╭─ Supplied text

Sulfur is ubiquitous in the universe.  There is a very specific reason why earth can support plant life instead of it all dying off in acid rains from the high sulfur content that exists here.  It's because most of the surface sulfur was blown away in asteroid and comet impacts.  The same is not true, however, of Venus and Mars, where much higher levels of sulfur exist on the surface.  The reason why this is so has profound implications on finding other planets like ours in the universe.

As Jupiter moved further away from the Sun, it pulled the asteroid belt with it.  At a certain point, the gravitational pull of Jupiter equaled that of the Sun upon the asteroid belt.  When that happened, a vibration was created.  Half the asteroid belt continued following Jupiter.  Half fell back into the sun.  During this period, the largest planet between the falling asteroids and the Sun was Earth.  It's greater gravitational field scooped up a large amount of incoming asteroids that would have hit Mars or Venus.  As a result, Earths crust took a pounding and much of the sulfur on its surface was blown into space and carried away on the solar wind.  Mars and Venus maintained there surface sulfur.  As a consequence of this, plant life was able to form on Earth and not Venus nor Mars.

╰─

Required work:
**A.** In the sulfur passage, swap "Jupiter" for "Saturn" and give the part starting with "As Jupiter moved" and going on through "Venus nor Mars.".
**B.** Summarize the sulfur passage in two sentences.
Rely on the sulfur passage alone.

╭─ Record excerpts

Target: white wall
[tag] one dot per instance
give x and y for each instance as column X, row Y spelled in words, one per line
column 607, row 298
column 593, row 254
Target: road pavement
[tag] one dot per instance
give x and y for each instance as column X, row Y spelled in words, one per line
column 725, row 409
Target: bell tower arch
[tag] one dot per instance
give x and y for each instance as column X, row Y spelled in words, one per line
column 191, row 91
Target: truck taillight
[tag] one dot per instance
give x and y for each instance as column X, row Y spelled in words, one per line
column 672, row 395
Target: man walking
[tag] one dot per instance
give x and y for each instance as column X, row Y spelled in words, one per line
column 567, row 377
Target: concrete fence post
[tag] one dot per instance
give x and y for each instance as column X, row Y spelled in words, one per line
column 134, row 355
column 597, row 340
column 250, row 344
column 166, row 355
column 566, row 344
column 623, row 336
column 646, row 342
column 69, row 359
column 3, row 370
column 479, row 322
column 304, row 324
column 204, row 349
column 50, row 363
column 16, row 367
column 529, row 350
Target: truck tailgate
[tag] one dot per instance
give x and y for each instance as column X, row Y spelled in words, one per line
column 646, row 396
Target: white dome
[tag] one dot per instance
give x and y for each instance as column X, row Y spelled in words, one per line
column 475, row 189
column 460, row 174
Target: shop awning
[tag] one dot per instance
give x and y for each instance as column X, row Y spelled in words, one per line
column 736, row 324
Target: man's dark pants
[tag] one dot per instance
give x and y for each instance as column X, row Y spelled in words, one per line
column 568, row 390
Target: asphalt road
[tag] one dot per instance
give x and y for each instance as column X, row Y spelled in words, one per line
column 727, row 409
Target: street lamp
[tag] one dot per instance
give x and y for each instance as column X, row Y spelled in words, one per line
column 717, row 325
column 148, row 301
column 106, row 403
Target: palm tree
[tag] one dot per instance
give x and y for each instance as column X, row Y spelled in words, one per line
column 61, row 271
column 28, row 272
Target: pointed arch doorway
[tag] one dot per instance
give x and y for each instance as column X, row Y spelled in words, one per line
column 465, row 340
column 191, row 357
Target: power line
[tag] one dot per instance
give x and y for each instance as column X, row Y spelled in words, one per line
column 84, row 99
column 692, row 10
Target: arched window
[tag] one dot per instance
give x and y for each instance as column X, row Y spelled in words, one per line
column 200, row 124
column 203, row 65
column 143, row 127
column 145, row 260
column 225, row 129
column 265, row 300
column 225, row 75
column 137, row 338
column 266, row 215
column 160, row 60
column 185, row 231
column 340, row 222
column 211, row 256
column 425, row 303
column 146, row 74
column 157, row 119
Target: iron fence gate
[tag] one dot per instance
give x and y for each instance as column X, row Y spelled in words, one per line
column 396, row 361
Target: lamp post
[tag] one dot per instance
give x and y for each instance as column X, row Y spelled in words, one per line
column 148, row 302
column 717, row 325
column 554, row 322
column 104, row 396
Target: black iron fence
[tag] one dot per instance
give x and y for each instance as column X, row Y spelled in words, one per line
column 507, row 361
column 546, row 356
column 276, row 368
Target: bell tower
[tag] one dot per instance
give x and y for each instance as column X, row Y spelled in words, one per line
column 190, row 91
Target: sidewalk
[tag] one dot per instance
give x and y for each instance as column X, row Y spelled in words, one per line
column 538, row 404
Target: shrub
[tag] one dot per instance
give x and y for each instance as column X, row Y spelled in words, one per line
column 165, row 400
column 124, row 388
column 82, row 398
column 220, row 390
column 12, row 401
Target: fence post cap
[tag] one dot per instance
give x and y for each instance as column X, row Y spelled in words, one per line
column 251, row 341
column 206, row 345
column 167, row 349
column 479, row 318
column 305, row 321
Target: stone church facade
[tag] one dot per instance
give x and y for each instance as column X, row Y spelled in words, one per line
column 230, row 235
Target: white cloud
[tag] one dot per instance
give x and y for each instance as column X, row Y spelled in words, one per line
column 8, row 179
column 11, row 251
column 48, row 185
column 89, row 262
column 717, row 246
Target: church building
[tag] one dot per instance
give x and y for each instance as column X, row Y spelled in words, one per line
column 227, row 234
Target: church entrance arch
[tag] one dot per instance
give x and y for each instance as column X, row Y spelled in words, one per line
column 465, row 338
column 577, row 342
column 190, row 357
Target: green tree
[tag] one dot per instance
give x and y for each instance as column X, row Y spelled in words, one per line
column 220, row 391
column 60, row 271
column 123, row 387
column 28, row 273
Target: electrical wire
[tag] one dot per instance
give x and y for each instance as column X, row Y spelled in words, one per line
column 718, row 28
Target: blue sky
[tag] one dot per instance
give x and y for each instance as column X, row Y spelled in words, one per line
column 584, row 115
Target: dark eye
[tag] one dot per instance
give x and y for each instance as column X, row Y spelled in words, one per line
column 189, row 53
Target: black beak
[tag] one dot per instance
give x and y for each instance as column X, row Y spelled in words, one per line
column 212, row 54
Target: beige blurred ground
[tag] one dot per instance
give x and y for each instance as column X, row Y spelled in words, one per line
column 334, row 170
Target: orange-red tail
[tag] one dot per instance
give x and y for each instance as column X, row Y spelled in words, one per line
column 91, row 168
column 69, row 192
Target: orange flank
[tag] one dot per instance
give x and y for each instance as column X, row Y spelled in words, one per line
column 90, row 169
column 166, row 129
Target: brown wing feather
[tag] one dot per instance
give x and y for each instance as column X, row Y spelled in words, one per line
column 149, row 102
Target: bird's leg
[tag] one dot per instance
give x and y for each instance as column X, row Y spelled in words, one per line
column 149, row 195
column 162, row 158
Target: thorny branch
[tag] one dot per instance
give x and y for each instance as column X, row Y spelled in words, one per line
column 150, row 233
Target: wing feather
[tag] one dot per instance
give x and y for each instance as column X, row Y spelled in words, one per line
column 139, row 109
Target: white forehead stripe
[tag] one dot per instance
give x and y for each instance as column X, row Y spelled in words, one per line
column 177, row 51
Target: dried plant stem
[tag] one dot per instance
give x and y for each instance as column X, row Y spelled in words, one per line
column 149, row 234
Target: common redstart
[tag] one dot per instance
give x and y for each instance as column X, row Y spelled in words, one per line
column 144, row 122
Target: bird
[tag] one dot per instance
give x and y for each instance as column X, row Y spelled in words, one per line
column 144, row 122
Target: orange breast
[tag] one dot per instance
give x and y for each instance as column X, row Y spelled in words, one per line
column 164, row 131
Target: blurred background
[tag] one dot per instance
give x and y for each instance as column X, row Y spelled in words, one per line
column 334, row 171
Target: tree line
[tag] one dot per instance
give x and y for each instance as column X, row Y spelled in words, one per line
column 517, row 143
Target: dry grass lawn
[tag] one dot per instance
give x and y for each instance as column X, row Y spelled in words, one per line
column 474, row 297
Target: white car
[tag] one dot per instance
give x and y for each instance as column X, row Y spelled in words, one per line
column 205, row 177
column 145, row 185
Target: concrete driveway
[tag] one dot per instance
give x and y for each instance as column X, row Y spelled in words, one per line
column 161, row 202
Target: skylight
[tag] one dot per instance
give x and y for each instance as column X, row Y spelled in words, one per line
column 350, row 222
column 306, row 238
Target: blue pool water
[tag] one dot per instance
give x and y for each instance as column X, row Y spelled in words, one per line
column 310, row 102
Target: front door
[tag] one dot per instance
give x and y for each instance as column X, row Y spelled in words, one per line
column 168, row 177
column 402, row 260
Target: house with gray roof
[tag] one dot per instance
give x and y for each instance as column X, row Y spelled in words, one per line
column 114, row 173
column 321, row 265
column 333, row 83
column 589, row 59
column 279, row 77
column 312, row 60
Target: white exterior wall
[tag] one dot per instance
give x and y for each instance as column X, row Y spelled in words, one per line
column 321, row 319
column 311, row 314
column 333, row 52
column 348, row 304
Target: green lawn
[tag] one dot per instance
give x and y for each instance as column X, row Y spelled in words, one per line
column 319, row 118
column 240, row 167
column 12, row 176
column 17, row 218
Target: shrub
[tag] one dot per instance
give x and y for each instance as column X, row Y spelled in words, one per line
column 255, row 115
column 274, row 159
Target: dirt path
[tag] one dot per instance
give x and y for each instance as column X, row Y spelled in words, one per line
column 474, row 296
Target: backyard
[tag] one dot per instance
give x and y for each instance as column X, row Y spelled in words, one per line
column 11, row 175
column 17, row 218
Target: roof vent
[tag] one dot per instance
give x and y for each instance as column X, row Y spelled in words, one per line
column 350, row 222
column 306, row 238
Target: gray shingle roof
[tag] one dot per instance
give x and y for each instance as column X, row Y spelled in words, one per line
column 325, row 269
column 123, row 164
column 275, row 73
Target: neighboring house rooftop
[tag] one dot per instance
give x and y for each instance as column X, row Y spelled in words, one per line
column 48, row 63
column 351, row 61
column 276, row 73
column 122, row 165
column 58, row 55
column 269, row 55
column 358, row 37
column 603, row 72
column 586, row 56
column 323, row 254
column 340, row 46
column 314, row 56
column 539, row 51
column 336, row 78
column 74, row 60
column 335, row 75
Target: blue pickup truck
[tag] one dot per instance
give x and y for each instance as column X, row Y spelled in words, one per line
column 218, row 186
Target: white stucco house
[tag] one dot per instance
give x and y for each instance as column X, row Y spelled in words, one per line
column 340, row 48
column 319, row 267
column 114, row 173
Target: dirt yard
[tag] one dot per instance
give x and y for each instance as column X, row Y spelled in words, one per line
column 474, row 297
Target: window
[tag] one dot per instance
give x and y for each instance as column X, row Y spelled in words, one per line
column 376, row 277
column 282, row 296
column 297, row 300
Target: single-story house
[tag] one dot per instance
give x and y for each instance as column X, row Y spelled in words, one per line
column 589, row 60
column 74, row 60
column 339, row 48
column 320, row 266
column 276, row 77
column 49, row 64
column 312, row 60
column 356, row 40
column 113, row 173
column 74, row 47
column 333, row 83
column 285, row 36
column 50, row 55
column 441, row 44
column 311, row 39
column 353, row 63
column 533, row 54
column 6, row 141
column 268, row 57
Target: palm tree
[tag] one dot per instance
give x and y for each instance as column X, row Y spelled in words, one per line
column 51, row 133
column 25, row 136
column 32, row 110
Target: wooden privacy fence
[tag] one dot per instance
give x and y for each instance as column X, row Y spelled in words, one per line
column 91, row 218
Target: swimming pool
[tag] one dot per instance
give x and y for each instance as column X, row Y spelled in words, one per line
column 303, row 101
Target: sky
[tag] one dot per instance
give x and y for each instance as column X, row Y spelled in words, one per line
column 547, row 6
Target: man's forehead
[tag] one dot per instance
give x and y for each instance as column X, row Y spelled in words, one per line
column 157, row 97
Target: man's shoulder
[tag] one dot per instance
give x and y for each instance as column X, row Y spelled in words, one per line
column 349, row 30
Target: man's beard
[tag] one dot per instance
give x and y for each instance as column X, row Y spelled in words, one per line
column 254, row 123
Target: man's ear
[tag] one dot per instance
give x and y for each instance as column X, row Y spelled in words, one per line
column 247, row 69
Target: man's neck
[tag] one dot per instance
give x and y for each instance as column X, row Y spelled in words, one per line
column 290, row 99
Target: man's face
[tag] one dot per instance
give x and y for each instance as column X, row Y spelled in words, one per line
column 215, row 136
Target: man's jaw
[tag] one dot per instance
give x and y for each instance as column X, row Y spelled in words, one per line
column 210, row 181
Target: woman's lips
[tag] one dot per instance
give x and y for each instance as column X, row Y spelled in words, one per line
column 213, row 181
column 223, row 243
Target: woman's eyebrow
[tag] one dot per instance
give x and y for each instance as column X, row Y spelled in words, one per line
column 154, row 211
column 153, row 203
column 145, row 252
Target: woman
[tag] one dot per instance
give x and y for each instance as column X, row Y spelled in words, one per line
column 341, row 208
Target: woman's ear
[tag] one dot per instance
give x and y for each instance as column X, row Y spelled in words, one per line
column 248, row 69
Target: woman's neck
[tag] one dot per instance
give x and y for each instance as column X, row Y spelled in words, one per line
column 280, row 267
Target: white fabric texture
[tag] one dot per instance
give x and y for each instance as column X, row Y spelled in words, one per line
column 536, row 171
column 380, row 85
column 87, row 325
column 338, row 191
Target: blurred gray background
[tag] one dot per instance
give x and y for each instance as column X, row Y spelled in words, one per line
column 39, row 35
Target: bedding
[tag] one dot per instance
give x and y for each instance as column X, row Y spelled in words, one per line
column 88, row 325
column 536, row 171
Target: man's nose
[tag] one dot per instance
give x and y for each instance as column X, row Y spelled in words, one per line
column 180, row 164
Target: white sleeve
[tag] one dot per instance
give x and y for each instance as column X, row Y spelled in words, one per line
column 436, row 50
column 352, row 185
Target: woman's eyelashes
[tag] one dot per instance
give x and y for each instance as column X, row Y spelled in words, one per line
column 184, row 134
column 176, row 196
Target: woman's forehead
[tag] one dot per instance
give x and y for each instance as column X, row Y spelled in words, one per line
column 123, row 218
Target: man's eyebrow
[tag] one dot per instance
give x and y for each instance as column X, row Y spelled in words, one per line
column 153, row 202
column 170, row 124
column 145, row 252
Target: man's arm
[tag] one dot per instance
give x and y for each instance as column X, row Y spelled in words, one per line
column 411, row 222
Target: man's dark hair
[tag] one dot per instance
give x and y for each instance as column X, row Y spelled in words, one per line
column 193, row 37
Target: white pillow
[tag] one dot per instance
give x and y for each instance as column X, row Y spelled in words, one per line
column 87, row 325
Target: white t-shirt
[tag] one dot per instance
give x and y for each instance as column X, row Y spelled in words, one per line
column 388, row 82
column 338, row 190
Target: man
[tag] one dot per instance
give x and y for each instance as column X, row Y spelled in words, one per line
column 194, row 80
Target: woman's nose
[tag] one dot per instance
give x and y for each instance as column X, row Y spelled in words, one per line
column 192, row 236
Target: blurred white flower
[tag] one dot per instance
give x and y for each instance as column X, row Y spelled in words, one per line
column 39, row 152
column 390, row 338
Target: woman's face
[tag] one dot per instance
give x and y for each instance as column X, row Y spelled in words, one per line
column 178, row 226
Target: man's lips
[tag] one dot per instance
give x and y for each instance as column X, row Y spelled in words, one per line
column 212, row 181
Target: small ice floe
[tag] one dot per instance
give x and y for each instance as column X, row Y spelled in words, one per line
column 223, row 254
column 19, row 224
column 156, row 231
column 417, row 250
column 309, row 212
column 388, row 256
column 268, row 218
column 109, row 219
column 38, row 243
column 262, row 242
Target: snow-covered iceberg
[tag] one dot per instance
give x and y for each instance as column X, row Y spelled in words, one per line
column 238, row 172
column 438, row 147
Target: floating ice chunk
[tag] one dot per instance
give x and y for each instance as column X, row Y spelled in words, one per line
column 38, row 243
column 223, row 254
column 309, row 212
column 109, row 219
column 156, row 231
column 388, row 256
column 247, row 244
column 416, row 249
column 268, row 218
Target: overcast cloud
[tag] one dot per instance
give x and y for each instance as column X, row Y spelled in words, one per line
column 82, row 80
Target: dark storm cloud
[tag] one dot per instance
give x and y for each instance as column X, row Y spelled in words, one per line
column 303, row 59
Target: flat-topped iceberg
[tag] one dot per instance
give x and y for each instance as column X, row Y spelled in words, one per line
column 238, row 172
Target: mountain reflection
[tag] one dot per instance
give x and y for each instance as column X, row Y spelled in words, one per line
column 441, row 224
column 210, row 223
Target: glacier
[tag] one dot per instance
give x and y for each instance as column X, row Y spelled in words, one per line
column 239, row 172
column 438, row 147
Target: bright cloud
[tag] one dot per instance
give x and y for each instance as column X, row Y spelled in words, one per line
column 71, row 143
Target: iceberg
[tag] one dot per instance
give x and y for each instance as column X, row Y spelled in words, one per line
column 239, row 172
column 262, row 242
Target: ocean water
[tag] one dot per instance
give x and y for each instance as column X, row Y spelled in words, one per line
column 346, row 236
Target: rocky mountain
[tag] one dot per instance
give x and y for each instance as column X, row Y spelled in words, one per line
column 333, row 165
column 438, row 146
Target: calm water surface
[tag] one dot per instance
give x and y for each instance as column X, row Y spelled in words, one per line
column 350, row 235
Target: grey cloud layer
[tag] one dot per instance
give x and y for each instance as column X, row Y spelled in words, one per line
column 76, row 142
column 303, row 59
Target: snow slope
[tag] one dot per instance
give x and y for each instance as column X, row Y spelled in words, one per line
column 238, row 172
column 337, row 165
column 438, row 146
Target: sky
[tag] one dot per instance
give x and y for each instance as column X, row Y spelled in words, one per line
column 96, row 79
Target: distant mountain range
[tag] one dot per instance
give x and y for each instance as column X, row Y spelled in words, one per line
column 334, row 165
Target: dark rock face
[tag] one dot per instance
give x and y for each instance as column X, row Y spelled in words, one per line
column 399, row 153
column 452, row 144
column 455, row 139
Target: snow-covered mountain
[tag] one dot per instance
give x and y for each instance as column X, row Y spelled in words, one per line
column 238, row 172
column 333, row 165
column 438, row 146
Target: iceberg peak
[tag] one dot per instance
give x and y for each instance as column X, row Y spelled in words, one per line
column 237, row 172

╰─

Responses by task:
**A.**
As Saturn moved further away from the Sun, it pulled the asteroid belt with it.  At a certain point, the gravitational pull of Saturn equaled that of the Sun upon the asteroid belt.  When that happened, a vibration was created.  Half the asteroid belt continued following Saturn.  Half fell back into the sun.  During this period, the largest planet between the falling asteroids and the Sun was Earth.  It's greater gravitational field scooped up a large amount of incoming asteroids that would have hit Mars or Venus.  As a result, Earths crust took a pounding and much of the sulfur on its surface was blown into space and carried away on the solar wind.  Mars and Venus maintained there surface sulfur.  As a consequence of this, plant life was able to form on Earth and not Venus nor Mars.

**B.** Earth can support plant life because asteroid and comet impacts blew away most of its surface sulfur, while Venus and Mars kept much higher surface levels. As Jupiter moved away from the Sun, half the asteroid belt fell back toward the Sun, and Earth, the largest planet in the way, took a pounding that sent much of its surface sulfur into space.